--- Document text ---
□ □ □ □ □
The present disclosure relates to a wind turbine blade and a wind turbine generator having the wind turbine blade.

BACKGROUND ART

With increased environmental awareness, wind turbine generators are becoming popular. A wind turbine generator normally has a rotor with a plurality of blades attached to a hub. The rotor is installed to a nacelle which is placed on a tower installed onshore or offshore. In this type of wind turbine generator, the rotor rotates upon receiving wind on the blade, rotation of the rotor is transmitted via a drive train part to a generator housed in the nacelle, and then electric power is generated by the generator.

In Patent Literature 1, a blade for a wind turbine generator is disclosed. The blade includes an erosion protection coating on a blade surface to protect the blade from erosion.

CITATION LIST

Patent Literature

PTL 1

US 2011/0142678

SUMMARY

Technical Problem

It is know that erosion of the wind turbine generator largely relies on a collision speed (tip speed of the blade). Thus, as the length of the blade increases in accordance with the increased size of the wind turbine generator, the circumferential of the speed increases. As a result, erosion is likely to occur.

Further, the increased length of the blade leads to a wider erosion area in the longitudinal length of the blade, in which erosion becomes evident within a prescribed period. Thus, a speed of erosion progression (an erosion speed) may differ within the erosion area. Therefore, even by repairing a portion where erosion became evident through blade maintenance, it is likely that erosion becomes evident after a short time in other portions of the blade as well.

For this reason, the frequency of maintenance on the blade tends to become high for a long wind turbine blade.

However, in the long wind turbine blade, the area of erosion in the longitudinal direction of the blade where erosion tends to be evident is wide. By protecting the entire area by providing an expensive coating having excellent anti-erosion properties, a production cost of the blade rises.

In this point, there is no measure proposed in Patent Literature 1 to suppress rise in the production cost of the blade while lowering the frequency of maintenance on the blade.

It is an object of at least one embodiment of the present invention to provide a wind turbine blade and a wind turbine generator having the wind turbine blade, which make it possible to reduce the maintenance frequency and the production cost.

Solution to Problem

According to at least one embodiment of the present invention, a wind turbine blade attached to a hub of a wind turbine generator comprises: blade body; a first covering layer which covers at least a leading edge in a first region including a tip part of the blade body; and a second covering layer which covers at least the leading edge in a second region of the blade body, the second region being disposed on a hub side of the first covering layer, and the first covering layer has a higher erosion resistance than the second covering layer.

The first covering layer covers at least the leading edge of the first region 12A including the tip part of the blade body which is susceptible to erosion due to high tip speed and the first covering layer has higher anti-erosion level than the second covering layer which covers at lest the leading edge side of the second region of the blade body disposed on the hub side of the first covering layer. As a result, it is possible to reduce the difference in the erosion rate between the first region and the second region, hence reducing the maintenance frequency of the blade.

Further, by selectively providing the first covering layer having relatively high erosion resistance on at least the ledge edge of the first region, it is possible to reduce the usage of the first covering layer which is generally more expensive than the second covering layer, thereby reducing production cost of the blade.
□ □ □ □ □
--- Recorded information ---
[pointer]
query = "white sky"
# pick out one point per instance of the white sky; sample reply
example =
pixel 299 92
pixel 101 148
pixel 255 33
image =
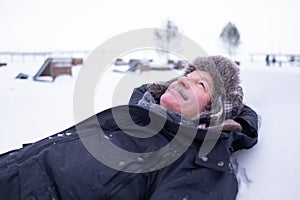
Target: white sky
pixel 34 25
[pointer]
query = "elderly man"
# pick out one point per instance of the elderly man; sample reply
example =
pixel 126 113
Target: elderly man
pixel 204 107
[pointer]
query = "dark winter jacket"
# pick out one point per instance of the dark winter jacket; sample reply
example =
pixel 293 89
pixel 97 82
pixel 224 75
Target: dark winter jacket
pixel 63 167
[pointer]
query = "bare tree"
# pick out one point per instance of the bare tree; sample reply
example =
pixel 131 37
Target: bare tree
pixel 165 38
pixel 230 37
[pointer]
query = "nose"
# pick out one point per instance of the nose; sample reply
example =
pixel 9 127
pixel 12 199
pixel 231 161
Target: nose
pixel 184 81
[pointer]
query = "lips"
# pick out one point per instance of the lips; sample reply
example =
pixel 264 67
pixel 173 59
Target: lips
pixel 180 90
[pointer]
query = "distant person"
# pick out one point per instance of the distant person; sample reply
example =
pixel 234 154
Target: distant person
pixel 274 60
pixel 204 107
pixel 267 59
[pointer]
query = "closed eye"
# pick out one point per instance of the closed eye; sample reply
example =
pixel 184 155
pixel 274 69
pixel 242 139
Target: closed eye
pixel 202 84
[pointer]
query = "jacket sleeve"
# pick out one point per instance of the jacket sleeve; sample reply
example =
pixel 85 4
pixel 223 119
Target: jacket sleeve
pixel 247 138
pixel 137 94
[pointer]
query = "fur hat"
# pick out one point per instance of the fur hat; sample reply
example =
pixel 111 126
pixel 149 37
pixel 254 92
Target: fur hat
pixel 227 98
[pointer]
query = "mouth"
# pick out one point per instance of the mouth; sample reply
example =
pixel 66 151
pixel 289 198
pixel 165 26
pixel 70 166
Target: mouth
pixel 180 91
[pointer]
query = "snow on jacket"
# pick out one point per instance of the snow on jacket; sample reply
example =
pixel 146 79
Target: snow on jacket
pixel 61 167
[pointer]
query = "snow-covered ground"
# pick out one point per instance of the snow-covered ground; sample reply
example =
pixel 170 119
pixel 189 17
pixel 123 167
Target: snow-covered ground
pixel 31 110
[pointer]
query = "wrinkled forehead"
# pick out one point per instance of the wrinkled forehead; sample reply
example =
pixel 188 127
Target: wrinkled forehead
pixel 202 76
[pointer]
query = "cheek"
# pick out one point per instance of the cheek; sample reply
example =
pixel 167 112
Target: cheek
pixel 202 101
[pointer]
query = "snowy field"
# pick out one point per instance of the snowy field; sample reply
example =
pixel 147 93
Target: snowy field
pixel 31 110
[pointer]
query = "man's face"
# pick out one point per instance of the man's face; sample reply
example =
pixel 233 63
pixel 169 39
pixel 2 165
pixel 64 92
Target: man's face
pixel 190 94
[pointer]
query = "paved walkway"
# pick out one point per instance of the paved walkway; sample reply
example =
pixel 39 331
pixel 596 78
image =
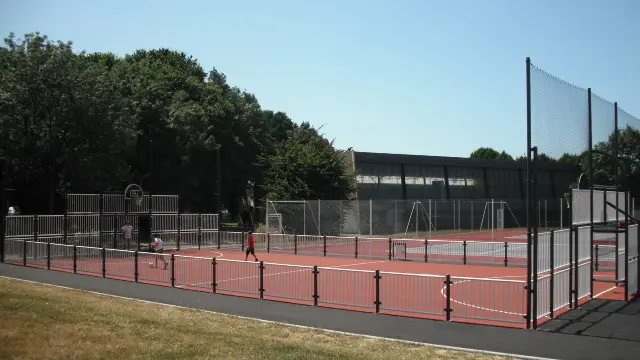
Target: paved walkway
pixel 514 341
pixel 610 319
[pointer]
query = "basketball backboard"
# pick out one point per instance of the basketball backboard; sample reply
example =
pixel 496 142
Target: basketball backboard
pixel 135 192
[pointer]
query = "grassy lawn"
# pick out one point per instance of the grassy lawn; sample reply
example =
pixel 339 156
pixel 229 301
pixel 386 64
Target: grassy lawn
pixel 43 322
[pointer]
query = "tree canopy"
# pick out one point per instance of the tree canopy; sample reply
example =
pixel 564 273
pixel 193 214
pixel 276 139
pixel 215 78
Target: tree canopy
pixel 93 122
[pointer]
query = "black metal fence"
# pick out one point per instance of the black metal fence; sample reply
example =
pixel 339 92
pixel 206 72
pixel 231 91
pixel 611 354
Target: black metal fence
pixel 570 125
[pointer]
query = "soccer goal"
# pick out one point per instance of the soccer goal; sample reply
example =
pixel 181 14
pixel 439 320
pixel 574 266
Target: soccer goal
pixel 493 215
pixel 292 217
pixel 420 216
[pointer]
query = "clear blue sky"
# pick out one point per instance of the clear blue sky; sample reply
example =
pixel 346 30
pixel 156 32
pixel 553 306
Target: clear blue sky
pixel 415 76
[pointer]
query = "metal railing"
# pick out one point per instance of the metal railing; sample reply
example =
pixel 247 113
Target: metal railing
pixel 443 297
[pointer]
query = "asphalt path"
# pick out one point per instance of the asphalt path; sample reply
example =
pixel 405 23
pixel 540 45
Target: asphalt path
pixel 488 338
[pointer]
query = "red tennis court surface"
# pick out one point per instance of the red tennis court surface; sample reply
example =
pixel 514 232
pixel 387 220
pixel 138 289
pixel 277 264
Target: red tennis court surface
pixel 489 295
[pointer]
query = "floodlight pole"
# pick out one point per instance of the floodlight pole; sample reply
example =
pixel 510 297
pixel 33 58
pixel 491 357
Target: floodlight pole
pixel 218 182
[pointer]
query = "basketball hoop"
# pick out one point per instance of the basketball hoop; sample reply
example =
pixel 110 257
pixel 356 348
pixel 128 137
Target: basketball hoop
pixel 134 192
□ □ □ □ □
--- Exercise instructions ---
A. In the wind turbine blade text, what does erosion of a wind turbine generator largely depend on?
B. List every part of a wind turbine generator named in the Background Art section of the wind turbine blade text.

--- Responses per task ---
A. It largely depends on the collision speed, which is the tip speed of the blade.

B. rotor, blades, hub, nacelle, tower, drive train part, generator